PROVIDED PASSAGE:
Apples for All Seasons
Few fruits or vegetables, and especially those coming from smaller, sustainable farms, can stay fresh through winter. But apples have a unique chemical makeup that can make them actually improve with age. Farmers once used root cellars to store their apples in cool and slightly humid conditions, but now many turn to controlled-atmosphere facilities. Once reserved for large-scale commercially produced apples, increasing numbers of smaller regional farmers are now able to turn to local co-ops and other partnerships to store apples in central cooling facilities. These facilities are generally set at around 34 degrees Fahrenheit, with low oxygen and high humidity levels, which prevent one bad apple from literally spoiling the bunch since apples spread ethylene as they “perspire.”
“Apples are the most economical produce on the shelf because they can be available for extended periods,” says Mark Nicholson, a third-generation co-owner of Red Jacket Orchards in the Finger Lakes region of New York. One of the heirloom varieties Red Jacket grows is the New Town Pippen, nicknamed during Colonial times as the “Christmas Apple” because, although it’s harvested in the fall, its starches turn to sugar producing a sweeter, deeper flavor over time. Other varieties that store well through the winter are Fuji, Gala, and Honeycrisp.

ENTRIES SUPPLIED:

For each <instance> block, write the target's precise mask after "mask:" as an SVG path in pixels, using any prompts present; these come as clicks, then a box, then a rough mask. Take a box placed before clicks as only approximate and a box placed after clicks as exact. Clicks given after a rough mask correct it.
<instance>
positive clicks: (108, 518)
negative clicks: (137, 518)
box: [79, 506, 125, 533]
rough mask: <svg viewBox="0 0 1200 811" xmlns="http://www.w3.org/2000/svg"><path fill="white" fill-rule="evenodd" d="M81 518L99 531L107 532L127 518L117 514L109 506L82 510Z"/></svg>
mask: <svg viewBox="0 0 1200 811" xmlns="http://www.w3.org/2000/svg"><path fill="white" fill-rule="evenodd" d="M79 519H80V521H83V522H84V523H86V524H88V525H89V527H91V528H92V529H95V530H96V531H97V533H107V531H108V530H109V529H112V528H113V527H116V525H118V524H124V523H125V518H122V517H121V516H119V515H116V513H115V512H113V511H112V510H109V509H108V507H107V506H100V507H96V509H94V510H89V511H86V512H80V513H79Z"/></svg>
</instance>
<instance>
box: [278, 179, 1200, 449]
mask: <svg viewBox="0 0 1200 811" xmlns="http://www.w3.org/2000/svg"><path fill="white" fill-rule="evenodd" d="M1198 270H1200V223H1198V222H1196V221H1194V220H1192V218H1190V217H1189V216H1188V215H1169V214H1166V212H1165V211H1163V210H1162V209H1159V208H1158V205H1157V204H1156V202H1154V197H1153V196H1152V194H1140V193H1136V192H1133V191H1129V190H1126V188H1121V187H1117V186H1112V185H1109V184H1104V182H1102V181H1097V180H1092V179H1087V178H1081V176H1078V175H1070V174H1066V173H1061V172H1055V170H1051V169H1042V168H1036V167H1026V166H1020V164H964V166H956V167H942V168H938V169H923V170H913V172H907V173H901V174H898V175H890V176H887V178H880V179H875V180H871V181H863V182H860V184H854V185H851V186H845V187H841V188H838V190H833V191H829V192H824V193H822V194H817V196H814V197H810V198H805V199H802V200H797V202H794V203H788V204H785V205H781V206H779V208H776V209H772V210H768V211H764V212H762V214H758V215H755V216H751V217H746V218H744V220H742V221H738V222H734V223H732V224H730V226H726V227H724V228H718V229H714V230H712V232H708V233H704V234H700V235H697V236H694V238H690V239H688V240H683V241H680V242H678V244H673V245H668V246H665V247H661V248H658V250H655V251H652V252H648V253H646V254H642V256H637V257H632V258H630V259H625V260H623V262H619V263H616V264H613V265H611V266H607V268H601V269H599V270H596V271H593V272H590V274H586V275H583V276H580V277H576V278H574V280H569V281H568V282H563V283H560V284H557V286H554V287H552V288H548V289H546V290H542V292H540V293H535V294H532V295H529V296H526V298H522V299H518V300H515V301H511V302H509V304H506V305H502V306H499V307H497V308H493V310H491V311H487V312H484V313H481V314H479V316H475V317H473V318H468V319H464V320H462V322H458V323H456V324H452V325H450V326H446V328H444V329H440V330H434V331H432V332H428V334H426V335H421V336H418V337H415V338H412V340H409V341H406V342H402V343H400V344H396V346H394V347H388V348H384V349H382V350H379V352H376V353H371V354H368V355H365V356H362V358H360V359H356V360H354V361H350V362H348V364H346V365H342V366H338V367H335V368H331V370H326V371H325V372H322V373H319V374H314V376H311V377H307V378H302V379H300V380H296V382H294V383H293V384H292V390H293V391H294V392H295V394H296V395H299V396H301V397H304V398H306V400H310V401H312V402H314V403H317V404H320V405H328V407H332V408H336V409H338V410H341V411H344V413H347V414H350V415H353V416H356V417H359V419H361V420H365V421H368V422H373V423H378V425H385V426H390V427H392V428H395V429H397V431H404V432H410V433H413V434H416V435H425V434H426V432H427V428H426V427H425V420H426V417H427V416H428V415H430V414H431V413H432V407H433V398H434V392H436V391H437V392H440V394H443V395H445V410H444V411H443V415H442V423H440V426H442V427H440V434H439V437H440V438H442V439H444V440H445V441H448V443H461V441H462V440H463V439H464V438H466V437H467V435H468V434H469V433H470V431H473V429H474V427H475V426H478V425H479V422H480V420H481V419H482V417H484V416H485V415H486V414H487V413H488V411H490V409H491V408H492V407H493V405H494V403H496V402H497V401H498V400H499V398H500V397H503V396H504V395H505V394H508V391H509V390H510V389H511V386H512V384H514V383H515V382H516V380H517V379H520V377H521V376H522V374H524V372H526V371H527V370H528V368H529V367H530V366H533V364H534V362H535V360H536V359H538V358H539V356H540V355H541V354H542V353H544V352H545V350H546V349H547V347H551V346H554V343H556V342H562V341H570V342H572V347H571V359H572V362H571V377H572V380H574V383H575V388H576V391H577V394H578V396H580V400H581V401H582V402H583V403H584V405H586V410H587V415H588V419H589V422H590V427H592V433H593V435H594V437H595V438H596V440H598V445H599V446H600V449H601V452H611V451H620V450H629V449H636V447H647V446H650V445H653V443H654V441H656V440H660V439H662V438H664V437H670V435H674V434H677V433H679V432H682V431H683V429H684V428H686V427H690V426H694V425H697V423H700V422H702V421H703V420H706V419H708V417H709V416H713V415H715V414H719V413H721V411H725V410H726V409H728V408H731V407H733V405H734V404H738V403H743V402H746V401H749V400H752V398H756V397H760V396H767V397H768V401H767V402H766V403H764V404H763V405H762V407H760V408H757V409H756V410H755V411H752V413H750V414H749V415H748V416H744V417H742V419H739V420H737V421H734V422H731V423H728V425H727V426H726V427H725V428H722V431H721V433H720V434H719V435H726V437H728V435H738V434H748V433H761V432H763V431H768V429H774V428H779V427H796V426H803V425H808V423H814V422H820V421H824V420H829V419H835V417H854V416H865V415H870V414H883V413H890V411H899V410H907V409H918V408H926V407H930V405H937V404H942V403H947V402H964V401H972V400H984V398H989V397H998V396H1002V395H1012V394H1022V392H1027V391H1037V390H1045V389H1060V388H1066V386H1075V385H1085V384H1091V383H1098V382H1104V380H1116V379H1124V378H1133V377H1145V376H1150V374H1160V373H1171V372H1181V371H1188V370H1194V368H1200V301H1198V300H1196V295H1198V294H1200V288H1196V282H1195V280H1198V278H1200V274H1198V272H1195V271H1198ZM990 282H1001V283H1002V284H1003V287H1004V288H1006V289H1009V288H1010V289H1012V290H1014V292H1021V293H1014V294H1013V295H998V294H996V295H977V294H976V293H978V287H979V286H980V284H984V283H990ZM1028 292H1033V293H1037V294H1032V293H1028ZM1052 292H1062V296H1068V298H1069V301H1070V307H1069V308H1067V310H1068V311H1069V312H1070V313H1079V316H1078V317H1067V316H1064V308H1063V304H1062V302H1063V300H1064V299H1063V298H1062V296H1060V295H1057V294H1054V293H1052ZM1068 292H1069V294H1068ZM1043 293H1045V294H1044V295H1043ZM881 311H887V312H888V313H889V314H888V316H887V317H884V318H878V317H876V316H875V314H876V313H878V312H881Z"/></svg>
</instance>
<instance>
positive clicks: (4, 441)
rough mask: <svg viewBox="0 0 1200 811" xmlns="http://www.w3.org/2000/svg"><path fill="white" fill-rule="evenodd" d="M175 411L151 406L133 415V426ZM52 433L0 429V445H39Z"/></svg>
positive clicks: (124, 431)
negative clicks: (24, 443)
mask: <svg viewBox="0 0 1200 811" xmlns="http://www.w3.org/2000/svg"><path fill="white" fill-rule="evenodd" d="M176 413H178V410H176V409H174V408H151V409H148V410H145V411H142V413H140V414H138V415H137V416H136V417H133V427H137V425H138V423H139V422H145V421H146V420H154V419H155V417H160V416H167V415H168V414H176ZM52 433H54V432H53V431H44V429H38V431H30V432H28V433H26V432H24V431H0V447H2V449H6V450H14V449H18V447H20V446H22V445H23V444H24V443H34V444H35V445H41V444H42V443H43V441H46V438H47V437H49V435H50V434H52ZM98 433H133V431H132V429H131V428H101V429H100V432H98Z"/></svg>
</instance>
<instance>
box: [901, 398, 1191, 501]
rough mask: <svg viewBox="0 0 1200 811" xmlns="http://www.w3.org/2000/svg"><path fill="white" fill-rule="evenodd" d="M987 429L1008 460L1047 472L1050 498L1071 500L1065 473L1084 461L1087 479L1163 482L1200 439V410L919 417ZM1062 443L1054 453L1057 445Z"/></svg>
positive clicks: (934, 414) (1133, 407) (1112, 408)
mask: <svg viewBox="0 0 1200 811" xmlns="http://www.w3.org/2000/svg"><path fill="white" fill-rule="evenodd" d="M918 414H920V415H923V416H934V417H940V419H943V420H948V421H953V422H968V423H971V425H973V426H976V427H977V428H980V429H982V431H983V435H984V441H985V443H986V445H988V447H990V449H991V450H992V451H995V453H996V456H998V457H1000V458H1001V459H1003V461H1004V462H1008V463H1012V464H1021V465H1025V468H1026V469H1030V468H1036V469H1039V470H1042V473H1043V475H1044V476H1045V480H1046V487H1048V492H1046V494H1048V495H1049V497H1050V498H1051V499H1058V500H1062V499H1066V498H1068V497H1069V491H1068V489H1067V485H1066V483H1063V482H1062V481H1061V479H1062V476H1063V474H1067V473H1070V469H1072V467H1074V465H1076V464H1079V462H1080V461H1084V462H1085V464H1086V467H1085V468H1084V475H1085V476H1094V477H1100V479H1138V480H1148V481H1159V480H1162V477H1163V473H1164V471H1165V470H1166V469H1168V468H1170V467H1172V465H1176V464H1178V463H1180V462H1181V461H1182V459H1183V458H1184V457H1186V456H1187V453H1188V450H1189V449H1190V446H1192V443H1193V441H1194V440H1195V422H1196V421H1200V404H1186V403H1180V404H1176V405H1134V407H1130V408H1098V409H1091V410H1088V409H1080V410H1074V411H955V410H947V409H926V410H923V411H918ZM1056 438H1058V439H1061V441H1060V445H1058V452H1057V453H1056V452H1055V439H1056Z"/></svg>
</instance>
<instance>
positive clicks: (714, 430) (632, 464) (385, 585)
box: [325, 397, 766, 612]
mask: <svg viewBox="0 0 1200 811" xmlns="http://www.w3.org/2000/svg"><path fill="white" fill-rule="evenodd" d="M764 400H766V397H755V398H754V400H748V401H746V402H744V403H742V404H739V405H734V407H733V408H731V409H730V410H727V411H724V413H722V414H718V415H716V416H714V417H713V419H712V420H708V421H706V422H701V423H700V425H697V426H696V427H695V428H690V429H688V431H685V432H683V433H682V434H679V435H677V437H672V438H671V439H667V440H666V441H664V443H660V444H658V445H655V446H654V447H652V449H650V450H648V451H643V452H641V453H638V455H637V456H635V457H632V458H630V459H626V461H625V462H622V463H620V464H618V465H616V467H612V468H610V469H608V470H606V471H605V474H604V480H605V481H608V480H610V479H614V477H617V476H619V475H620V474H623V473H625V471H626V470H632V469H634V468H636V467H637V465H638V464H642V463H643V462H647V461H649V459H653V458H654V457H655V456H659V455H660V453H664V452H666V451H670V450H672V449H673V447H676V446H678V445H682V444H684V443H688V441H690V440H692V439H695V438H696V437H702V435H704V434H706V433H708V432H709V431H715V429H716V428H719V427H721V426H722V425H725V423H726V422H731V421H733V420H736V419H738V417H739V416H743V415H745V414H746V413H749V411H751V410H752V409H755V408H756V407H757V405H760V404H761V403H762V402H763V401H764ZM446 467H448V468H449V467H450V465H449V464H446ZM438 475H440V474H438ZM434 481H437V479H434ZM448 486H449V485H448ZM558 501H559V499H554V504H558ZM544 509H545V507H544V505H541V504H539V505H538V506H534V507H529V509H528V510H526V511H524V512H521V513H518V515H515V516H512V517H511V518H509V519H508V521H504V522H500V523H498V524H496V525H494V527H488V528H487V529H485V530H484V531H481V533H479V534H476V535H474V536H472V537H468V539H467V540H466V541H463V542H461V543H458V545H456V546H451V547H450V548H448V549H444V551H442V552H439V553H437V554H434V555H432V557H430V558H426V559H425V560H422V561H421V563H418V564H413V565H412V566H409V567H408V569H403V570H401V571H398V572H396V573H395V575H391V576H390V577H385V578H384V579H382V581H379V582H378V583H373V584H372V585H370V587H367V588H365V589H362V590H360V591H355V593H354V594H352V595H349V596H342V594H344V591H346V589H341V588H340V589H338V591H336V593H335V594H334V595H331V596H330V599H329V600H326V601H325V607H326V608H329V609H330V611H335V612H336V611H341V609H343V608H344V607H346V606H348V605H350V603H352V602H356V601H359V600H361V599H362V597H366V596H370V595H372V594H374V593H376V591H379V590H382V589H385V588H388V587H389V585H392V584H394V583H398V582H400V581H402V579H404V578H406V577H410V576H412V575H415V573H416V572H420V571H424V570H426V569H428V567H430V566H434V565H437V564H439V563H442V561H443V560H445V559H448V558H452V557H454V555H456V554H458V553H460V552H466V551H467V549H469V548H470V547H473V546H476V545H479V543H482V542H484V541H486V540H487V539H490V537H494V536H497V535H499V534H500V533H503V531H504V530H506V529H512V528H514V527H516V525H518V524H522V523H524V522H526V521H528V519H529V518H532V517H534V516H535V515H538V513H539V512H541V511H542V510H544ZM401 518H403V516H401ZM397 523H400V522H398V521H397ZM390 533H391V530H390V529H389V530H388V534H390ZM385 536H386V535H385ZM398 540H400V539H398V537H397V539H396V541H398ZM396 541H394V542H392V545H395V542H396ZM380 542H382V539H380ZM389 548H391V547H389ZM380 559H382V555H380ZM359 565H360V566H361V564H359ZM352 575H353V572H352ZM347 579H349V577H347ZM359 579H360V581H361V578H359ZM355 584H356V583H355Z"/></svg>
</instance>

EXERCISES TO COMPLETE:
(1) Decide whether each statement below agrees with the passage on apple storage. Answer yes or no, and quote the deciding words from the passage. (a) The central cooling facilities are generally kept at around 34 degrees Fahrenheit. (b) The New Town Pippen is harvested in the spring. (c) Honeycrisp is among the varieties said to store well through the winter.
(2) According to the passage on apple storage, what nickname was the New Town Pippen given during Colonial times?

EXERCISE SOLUTIONS:
(1)
(a) Yes: "These facilities are generally set at around 34 degrees Fahrenheit"
(b) No: "although it’s harvested in the fall"
(c) Yes: "Other varieties that store well through the winter are Fuji, Gala, and Honeycrisp."

(2) The “Christmas Apple.”